** BEGIN **

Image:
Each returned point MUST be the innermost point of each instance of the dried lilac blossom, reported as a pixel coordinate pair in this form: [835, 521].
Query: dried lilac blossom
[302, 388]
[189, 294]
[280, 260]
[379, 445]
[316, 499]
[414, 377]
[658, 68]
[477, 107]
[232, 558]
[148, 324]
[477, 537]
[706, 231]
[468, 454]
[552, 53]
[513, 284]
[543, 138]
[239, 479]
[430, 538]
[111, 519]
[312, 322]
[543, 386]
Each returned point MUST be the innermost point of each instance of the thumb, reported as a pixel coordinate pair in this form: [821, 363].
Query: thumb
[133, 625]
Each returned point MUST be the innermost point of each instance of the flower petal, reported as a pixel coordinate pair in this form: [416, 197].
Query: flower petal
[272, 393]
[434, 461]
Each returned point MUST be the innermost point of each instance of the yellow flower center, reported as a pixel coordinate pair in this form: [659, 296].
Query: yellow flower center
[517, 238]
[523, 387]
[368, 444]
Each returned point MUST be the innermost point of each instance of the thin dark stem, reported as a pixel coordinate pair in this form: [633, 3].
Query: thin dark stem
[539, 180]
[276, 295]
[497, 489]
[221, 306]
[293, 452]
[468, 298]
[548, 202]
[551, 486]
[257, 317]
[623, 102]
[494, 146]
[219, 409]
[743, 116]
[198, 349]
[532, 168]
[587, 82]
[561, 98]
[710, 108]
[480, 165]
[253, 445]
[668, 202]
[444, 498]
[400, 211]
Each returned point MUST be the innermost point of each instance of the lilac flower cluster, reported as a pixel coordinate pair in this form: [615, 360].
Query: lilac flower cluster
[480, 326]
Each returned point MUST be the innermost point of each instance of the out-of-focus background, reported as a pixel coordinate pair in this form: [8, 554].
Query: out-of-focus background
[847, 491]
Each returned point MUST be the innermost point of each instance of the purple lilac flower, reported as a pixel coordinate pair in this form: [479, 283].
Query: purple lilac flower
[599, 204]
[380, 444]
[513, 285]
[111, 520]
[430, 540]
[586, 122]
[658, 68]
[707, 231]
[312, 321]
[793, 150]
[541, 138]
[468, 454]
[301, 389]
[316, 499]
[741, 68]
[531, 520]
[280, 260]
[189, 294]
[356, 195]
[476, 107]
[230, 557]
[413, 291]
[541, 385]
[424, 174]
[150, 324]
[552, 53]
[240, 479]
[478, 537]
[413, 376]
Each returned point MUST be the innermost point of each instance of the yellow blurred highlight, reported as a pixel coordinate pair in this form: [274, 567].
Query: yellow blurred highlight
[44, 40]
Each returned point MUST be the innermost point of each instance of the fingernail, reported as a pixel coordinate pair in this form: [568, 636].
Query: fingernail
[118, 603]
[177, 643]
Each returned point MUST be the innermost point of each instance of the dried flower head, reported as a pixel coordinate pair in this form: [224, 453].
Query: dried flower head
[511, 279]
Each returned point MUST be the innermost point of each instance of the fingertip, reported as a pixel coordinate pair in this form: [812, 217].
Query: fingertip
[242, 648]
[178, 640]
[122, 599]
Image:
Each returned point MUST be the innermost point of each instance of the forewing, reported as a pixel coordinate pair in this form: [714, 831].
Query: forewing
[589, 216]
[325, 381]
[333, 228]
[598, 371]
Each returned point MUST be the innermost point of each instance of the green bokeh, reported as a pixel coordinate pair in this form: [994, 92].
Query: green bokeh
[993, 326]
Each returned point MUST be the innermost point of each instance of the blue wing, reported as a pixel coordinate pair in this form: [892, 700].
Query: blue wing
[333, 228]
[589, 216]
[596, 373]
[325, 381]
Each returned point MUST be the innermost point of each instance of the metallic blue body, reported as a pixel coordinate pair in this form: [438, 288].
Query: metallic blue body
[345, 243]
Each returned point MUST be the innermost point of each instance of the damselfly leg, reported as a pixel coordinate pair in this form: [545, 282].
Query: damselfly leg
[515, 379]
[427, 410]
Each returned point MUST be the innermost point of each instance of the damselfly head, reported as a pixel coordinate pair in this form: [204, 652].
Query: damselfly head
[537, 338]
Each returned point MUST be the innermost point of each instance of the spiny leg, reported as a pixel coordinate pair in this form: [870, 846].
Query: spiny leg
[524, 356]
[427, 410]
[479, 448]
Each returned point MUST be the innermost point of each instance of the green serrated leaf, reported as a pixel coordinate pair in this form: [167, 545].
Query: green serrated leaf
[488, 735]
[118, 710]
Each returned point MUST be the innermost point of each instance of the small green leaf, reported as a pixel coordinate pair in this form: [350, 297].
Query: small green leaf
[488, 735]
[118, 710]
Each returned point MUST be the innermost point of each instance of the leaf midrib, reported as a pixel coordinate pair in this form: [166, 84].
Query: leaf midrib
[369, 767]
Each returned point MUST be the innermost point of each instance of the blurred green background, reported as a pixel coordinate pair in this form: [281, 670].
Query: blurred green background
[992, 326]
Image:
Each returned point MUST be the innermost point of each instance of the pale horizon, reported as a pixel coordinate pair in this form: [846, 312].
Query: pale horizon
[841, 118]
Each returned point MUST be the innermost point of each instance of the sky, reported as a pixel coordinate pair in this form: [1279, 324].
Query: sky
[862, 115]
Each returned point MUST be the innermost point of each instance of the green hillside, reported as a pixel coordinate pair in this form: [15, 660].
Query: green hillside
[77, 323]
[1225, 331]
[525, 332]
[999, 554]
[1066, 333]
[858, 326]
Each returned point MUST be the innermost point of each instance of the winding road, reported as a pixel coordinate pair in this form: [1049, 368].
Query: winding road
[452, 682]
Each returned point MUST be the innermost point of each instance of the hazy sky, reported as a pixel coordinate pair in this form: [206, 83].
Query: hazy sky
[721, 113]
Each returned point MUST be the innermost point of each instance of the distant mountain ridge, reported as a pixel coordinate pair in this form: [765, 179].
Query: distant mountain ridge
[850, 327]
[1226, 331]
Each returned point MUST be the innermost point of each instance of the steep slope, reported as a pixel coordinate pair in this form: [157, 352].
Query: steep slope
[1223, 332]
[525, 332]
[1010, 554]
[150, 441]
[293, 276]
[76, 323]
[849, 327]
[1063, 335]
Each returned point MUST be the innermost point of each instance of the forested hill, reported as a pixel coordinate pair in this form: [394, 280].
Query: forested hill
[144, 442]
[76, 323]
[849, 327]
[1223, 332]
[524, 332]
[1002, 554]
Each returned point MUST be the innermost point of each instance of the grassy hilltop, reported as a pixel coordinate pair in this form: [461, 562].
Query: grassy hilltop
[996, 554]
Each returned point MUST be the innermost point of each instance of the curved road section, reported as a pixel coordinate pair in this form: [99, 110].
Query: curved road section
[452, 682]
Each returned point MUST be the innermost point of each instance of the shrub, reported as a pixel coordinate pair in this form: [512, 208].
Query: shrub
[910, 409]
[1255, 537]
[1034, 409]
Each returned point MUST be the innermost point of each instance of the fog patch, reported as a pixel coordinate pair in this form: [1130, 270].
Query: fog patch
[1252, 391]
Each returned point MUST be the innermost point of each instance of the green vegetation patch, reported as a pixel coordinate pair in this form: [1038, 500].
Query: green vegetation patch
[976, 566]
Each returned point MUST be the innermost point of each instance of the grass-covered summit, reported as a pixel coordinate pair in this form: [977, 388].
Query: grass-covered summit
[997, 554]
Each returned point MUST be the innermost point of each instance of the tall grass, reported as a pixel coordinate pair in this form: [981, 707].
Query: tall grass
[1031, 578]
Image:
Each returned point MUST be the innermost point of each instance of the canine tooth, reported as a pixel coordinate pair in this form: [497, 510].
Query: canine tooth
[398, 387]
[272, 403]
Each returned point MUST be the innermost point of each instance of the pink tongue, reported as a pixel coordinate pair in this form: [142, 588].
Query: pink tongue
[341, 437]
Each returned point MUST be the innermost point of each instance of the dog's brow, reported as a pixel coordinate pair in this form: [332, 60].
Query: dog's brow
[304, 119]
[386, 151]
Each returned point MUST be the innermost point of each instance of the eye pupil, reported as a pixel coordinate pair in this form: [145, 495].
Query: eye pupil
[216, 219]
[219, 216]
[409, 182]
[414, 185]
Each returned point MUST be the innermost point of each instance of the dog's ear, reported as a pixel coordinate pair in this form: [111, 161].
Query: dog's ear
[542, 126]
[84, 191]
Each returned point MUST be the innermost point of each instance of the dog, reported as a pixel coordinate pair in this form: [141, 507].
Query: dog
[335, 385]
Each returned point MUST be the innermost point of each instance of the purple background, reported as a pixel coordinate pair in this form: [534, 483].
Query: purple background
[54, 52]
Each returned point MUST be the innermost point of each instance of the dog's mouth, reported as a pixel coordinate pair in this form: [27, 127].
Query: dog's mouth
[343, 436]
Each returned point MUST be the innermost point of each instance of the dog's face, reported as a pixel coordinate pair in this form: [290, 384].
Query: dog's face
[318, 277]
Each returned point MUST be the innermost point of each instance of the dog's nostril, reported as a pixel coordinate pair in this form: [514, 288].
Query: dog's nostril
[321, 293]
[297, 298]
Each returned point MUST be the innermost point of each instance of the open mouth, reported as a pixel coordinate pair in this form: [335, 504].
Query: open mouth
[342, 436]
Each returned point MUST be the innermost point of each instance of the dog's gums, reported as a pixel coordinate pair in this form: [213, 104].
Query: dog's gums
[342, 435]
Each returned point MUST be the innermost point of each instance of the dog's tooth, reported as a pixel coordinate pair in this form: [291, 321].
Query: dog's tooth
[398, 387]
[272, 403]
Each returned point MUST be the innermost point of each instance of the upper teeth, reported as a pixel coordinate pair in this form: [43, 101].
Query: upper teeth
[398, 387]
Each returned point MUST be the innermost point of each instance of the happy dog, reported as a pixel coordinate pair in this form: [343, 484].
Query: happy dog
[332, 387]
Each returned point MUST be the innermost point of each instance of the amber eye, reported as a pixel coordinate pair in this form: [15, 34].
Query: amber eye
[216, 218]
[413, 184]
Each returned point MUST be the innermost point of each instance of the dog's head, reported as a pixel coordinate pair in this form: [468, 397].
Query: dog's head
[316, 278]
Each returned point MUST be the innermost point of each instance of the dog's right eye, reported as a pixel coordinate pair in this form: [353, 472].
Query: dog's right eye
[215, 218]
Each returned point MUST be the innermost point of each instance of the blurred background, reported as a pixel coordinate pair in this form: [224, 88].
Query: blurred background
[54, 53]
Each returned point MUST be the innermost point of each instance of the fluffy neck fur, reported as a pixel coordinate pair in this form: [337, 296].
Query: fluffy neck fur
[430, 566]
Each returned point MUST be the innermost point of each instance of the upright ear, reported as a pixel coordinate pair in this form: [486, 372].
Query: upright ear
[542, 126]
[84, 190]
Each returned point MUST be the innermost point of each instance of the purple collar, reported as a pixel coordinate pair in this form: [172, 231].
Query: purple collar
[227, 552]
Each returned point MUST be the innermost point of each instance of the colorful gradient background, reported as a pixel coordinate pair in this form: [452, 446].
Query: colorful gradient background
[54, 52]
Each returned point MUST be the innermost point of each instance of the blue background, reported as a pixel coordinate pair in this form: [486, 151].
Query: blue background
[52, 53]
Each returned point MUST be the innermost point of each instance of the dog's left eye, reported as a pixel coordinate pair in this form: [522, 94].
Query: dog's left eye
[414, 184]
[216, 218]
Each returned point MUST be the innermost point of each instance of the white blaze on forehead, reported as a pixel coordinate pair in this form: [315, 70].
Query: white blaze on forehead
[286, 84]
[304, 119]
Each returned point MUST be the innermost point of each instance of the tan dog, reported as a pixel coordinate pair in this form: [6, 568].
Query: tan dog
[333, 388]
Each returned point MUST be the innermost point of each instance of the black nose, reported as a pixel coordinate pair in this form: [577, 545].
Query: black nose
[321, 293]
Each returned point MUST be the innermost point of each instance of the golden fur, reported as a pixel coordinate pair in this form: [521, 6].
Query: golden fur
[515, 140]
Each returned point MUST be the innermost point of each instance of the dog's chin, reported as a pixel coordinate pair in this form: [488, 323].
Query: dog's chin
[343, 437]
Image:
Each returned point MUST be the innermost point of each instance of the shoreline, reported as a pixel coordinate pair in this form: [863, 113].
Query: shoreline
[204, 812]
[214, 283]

** END **

▶ _What is expected_
Please copy out, unchanged, the lines of the records above, starting at the line that contains "form: [1130, 270]." and ending at the line that contains "[1252, 391]", with both of those lines included.

▶ _Exercise answer_
Each returned point MUST be the innermost point of each instance of the fog patch, reported as a pixel coordinate pair in this form: [1130, 270].
Query: fog patch
[1252, 391]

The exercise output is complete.